> **Exercise**:
Every line of the records below should be restated exactly.

○ ○ ○ ○ ○

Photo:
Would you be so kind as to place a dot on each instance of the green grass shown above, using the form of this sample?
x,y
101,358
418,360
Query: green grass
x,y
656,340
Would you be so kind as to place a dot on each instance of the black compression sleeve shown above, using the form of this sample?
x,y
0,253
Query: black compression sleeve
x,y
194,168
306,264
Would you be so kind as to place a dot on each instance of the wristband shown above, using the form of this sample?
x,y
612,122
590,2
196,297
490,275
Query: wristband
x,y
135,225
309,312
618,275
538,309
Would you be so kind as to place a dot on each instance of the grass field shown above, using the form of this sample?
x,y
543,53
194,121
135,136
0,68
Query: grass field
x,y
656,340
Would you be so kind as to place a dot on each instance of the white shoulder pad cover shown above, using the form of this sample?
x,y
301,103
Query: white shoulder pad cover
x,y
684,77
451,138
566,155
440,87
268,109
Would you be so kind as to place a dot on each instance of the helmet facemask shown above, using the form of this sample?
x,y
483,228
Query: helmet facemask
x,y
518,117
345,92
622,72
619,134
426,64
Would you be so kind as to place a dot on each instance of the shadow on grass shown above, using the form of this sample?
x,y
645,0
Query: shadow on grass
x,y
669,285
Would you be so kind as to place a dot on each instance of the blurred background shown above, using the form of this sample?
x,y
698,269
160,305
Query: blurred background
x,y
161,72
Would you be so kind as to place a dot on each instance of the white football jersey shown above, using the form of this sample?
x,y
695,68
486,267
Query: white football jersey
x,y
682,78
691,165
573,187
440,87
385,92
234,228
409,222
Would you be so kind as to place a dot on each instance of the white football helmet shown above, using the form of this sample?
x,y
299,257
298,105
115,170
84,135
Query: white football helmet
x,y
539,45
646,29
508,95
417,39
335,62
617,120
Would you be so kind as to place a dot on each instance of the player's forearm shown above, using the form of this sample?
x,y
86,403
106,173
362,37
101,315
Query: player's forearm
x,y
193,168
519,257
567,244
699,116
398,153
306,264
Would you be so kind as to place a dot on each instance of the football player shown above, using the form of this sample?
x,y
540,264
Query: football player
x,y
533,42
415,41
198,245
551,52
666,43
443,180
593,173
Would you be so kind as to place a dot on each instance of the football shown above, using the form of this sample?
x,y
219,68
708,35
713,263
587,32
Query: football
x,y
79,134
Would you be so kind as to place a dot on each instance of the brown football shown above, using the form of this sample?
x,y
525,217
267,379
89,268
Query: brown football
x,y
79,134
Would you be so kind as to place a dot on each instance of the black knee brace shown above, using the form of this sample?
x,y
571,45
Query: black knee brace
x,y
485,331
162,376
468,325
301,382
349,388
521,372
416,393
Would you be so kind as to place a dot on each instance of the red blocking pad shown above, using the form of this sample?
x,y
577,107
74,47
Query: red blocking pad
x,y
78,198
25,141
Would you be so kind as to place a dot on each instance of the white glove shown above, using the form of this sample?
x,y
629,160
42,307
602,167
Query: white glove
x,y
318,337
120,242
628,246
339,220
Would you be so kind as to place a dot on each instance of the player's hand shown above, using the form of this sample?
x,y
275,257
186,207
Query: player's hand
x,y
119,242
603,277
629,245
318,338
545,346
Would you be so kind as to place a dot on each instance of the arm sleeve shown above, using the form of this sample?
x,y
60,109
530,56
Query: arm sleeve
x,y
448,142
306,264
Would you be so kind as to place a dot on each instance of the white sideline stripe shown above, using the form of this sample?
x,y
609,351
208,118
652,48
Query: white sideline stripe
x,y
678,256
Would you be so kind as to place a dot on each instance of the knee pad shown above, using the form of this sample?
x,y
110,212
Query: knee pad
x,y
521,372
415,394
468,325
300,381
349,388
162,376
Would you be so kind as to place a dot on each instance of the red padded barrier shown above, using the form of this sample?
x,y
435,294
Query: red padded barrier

○ ○ ○ ○ ○

> **Answer to this problem**:
Photo:
Would you be so kind as to place a dot on each instance of the green grass shown above, using the form of this sample?
x,y
101,358
418,360
Query: green grass
x,y
656,340
Would you be so kind as to place a dot on each instance of the black compression sleeve shown above, using the form of this sample?
x,y
0,253
Query: black compression sleeve
x,y
194,168
306,264
Would you be so kind as to place a dot on each instance of the wristband shown above, using the form of this sample?
x,y
612,122
590,2
196,297
490,275
Query: wristband
x,y
135,225
309,312
618,275
538,309
Would you be so kind as to place a dot on each instance of the grass field shown above, using the form of this sample?
x,y
543,53
194,121
135,136
0,68
Query: grass field
x,y
656,340
Would you be so kind as to place a dot on each instance of the white shoulder pad cover shown above, using the form of this sample?
x,y
301,103
Query: white shoulder pad cover
x,y
684,77
451,138
566,155
440,87
268,109
Would you be so kind as to place a dot on each instance of the helmet facemask shown above, using the form of this sample?
x,y
483,228
Query: helmet facemask
x,y
518,117
345,92
622,72
619,134
426,64
Would you be so kind as to place a dot on each instance of the shadow on grass shown above, using the form of this sample?
x,y
645,0
Query: shadow on grass
x,y
669,285
Would you be so kind as to place a dot on each instance of the blurred background shown above, using the form of this sample?
x,y
698,269
160,305
Query: blurred background
x,y
161,72
Would you be so kind as to place a dot on each instance of the white football jersey shown above, using the form of this sample?
x,y
695,68
486,267
Query: white football jersey
x,y
682,78
691,165
573,187
440,87
385,92
234,228
409,222
Would you be so kind as to place a dot on each instance of the white football helmet shown above, using the form of this sample?
x,y
299,257
298,105
115,170
84,135
Query: white football helmet
x,y
539,45
646,29
508,95
417,39
335,62
617,120
Would you be so kind as to place a dot on each instance of the player's forearm shown above, using the form of this sample?
x,y
86,403
106,173
362,37
101,315
Query: player's forearm
x,y
193,168
519,257
567,244
699,116
398,153
306,264
Would you be so kind as to place a dot on each instance of the football player shown above, using the form of this sample?
x,y
540,264
Query: football player
x,y
533,42
415,41
198,245
551,52
666,43
443,180
593,173
Would you be so kind as to place a dot on each instance of the football shown above, using the form of this sample?
x,y
219,68
708,35
713,263
587,32
Query: football
x,y
79,134
Would you be so kind as to place a dot on each instance of the brown football shown above, using the form of this sample?
x,y
525,217
267,379
89,268
Query: brown football
x,y
79,134
Would you be so kind as to place a dot on each instance of the black knee brace shown above, using the form of this sample?
x,y
571,45
Query: black knee brace
x,y
485,331
162,376
468,325
301,382
349,388
521,372
416,393
Would you be so kind as to place a dot on each instance of the red blocking pad shown above, using the form of this sample?
x,y
577,107
74,47
Query: red blocking pad
x,y
78,198
25,141
Would you be so kind as to place a dot on each instance of the white glove shown above, using the form of this sample?
x,y
629,160
42,307
602,167
Query: white glove
x,y
318,337
120,242
628,246
339,220
Would you be so kind as to place a dot on each instance of the player's hand shown above, using the form of this sample?
x,y
275,257
186,207
Query: player's hand
x,y
119,242
603,277
629,245
318,338
545,346
Would you be so kind as to place a dot on each instance of the arm sleeve shown above, using the form of this sample?
x,y
60,109
530,56
Query: arm sleeve
x,y
448,142
306,264
Would you be so kind as to place a dot on each instance of the white sideline stripe shown above, using the form of this sample?
x,y
609,351
208,118
652,48
Query: white sideline stripe
x,y
678,256
Would you be so kind as to place a dot on each instance of the knee pad shown above, using the form of this sample?
x,y
110,212
Query: knee pad
x,y
521,372
415,394
468,325
300,381
349,388
162,376
Would you be so kind as to place a dot on each instance of the red padded barrier shown above, using the form of this sample?
x,y
435,294
Query: red padded barrier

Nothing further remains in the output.